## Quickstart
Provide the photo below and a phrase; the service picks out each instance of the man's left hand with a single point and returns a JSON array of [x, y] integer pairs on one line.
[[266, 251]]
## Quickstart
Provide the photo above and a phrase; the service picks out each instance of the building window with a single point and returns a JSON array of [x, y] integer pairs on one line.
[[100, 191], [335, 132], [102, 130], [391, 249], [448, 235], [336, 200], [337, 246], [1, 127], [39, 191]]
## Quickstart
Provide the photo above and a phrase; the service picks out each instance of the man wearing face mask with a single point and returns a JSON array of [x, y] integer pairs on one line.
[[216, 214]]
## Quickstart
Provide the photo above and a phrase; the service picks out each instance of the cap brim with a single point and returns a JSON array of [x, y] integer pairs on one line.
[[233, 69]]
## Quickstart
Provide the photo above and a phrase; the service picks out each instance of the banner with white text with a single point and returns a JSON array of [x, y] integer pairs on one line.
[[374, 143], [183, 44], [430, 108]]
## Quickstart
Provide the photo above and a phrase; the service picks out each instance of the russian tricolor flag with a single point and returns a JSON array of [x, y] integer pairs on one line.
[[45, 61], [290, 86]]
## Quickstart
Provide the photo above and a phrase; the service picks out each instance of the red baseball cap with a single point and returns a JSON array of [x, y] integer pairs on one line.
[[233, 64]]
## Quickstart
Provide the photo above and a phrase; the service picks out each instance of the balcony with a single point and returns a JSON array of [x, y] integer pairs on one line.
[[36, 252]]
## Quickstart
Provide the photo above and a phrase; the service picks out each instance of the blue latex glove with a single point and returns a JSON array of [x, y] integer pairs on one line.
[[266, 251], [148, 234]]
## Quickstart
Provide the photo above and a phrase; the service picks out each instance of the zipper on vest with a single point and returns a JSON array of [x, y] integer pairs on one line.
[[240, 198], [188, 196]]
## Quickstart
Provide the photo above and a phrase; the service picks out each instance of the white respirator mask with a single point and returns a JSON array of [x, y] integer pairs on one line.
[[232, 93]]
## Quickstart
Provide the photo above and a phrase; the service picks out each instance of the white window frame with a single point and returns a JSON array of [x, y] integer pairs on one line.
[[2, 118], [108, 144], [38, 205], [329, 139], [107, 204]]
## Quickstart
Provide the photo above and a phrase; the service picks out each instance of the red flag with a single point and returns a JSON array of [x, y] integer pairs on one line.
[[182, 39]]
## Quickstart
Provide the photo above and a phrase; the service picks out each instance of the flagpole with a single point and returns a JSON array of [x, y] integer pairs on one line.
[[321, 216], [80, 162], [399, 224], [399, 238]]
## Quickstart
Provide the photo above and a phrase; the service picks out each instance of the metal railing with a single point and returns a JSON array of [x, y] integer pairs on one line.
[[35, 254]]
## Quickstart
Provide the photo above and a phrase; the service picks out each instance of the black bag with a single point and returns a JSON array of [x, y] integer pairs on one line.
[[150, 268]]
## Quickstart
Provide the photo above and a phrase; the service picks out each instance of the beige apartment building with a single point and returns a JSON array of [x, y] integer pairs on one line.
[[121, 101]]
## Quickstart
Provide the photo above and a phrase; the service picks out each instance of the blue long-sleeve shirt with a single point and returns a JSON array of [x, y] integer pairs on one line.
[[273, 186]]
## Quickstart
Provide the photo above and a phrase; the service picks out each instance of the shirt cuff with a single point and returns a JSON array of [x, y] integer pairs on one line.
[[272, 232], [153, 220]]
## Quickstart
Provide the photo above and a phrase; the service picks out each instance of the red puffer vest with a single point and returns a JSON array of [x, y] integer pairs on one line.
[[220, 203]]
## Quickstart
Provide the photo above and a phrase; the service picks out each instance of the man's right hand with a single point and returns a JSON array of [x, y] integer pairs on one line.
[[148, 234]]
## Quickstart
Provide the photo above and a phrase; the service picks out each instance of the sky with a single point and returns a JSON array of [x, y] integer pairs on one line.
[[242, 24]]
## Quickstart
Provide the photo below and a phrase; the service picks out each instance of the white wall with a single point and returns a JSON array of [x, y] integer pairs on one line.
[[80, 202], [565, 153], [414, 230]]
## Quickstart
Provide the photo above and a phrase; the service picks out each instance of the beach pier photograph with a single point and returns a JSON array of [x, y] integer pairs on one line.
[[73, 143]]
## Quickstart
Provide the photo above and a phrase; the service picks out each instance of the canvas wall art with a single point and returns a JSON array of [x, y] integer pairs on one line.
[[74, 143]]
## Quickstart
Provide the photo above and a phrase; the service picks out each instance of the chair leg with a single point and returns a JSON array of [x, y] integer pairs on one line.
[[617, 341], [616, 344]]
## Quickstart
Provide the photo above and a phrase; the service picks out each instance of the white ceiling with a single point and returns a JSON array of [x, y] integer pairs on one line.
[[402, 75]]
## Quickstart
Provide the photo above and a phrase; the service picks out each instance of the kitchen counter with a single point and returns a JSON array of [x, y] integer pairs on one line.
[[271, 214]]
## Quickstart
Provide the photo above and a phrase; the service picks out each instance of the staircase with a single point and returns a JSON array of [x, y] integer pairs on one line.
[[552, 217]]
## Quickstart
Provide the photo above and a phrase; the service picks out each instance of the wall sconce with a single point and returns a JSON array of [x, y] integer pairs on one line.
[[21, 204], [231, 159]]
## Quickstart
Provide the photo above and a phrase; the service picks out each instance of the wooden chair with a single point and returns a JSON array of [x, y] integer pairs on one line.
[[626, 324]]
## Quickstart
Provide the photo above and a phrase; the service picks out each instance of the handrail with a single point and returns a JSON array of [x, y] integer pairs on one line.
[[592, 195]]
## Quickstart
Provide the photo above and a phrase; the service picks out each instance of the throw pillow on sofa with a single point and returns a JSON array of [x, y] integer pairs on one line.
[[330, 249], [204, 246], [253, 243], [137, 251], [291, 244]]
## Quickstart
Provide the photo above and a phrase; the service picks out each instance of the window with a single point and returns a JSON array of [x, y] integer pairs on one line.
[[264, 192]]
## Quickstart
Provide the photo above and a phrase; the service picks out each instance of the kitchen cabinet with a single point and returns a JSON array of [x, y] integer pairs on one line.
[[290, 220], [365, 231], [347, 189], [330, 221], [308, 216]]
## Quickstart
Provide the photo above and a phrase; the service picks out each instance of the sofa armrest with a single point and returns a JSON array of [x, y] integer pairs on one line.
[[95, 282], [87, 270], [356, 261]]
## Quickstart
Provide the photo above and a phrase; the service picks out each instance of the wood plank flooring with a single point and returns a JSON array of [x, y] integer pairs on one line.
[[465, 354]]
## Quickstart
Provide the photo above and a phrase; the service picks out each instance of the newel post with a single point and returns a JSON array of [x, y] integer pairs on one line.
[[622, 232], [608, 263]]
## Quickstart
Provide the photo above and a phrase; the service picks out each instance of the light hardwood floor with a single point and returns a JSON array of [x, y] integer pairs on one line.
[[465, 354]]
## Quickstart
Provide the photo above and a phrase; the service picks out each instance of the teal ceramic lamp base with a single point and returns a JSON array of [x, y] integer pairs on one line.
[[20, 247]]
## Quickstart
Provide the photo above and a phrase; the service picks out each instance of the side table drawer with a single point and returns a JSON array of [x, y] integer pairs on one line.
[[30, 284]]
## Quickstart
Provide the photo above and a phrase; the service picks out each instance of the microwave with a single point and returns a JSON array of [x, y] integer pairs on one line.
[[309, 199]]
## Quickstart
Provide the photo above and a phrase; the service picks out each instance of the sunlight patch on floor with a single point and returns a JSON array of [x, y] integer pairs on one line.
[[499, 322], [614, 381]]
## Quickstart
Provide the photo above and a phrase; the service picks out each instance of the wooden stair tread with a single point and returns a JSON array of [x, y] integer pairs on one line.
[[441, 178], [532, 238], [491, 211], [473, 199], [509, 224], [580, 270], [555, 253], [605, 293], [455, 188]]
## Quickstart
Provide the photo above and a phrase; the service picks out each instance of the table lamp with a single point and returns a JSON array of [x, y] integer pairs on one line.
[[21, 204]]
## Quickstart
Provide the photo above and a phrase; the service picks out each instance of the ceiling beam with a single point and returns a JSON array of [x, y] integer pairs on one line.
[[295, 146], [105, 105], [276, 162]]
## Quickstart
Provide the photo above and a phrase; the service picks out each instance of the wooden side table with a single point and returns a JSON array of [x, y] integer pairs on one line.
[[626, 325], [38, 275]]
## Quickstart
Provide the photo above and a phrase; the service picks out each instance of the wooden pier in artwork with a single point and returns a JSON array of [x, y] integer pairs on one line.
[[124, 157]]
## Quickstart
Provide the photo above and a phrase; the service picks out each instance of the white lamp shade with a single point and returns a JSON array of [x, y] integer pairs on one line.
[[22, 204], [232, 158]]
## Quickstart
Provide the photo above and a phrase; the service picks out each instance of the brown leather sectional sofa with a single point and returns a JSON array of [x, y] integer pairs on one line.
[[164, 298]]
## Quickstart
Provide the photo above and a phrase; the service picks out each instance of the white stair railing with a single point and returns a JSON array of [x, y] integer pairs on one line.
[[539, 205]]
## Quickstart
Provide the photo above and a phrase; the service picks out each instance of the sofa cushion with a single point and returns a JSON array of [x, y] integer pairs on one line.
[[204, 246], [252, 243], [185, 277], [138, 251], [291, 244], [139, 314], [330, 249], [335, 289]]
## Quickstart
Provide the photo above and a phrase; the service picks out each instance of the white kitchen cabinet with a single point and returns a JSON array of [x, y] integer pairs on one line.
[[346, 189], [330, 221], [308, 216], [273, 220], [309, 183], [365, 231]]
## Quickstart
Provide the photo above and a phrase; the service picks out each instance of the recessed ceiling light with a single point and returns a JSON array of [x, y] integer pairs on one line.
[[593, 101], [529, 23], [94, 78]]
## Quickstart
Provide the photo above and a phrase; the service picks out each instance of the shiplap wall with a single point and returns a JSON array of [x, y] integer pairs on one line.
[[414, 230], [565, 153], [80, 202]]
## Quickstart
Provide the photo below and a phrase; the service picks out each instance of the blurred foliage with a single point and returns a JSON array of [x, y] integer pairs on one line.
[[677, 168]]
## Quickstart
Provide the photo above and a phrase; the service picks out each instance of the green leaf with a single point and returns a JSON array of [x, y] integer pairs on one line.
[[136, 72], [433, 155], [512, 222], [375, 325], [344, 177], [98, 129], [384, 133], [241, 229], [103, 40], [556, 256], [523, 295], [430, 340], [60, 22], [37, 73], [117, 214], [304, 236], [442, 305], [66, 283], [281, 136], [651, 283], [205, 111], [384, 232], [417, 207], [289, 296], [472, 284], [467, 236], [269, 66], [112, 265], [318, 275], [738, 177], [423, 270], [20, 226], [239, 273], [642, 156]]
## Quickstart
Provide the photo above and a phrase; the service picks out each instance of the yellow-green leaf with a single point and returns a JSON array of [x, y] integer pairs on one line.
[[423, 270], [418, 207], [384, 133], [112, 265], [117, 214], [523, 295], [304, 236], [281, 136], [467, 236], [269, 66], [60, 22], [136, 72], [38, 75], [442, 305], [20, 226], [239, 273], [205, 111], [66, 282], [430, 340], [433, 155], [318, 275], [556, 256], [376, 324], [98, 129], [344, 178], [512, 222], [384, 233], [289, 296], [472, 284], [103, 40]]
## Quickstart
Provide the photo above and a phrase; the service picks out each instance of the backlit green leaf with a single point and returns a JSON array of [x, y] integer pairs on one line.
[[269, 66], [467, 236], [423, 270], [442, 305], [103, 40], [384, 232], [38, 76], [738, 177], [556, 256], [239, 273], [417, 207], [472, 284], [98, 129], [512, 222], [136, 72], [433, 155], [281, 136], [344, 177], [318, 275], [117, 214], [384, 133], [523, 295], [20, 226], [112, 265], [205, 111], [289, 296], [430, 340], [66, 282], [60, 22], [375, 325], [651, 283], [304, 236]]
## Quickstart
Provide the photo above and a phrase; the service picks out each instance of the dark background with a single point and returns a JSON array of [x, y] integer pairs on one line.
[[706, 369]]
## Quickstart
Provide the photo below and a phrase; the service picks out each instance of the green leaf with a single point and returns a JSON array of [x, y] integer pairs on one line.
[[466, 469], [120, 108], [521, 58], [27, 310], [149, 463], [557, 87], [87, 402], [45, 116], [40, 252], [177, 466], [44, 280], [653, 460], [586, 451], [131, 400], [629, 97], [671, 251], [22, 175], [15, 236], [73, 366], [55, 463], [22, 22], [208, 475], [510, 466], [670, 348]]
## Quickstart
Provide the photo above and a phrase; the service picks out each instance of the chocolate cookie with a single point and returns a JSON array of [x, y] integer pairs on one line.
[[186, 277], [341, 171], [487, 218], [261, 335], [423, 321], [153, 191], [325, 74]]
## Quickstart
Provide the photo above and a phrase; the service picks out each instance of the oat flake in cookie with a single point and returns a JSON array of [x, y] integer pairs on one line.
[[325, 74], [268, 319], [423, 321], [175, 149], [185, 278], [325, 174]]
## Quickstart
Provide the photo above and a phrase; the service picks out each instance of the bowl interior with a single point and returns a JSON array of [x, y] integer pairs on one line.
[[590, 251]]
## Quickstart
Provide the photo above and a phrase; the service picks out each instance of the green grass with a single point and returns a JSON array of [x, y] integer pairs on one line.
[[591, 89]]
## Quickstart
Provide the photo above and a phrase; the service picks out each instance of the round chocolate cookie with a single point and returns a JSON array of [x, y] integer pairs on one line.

===============

Copy out the rows exactly, from the first line of the rows up to and including the line containing "[[266, 251]]".

Exercise response →
## Quickstart
Provide the photo below and a phrase; the service picks out each instance of the man's left hand with a single point and returns a JSON array of [x, y] integer pairs on one line.
[[266, 251]]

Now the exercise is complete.